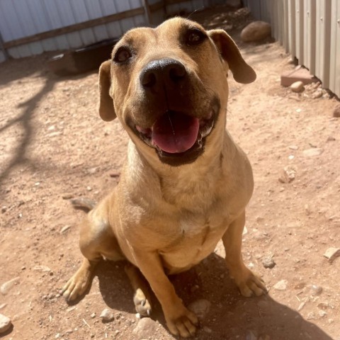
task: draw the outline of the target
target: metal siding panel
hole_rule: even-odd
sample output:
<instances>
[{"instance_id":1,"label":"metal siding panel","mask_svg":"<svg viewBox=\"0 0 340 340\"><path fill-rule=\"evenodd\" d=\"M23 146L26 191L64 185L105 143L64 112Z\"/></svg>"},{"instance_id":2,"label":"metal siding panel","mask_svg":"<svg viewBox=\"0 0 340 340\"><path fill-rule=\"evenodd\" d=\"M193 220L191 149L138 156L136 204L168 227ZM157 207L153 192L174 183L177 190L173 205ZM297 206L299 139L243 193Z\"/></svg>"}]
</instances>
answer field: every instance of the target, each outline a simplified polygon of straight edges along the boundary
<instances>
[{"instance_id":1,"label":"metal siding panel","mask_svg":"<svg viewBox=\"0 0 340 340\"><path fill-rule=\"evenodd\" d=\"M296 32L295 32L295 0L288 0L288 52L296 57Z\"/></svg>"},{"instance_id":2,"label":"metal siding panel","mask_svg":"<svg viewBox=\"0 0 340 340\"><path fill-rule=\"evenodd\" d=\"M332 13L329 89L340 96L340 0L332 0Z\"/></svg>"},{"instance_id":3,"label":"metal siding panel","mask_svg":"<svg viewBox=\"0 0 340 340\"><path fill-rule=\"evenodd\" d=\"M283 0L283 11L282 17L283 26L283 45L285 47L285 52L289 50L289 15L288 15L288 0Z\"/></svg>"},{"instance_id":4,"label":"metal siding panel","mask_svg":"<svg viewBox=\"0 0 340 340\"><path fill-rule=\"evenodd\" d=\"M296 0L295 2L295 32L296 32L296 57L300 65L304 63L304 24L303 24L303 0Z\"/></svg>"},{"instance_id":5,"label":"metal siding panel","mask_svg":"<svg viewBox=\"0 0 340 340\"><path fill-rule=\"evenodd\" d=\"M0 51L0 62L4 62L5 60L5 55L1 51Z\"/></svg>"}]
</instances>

--

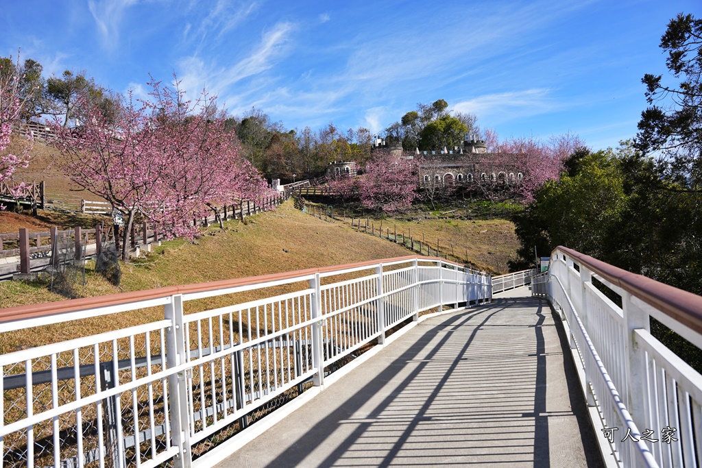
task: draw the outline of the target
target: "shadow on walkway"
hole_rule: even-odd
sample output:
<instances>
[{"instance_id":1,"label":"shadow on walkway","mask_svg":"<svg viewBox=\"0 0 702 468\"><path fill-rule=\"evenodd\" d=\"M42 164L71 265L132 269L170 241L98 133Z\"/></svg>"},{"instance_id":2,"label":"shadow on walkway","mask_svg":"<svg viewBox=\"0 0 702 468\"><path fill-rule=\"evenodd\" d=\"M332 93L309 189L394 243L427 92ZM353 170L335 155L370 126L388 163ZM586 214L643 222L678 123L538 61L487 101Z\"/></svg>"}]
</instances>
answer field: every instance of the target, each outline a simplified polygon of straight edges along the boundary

» Exercise
Please count the lines of the data above that contain the string "shadow", matching case exactly, and give only that number.

» Exercise solution
2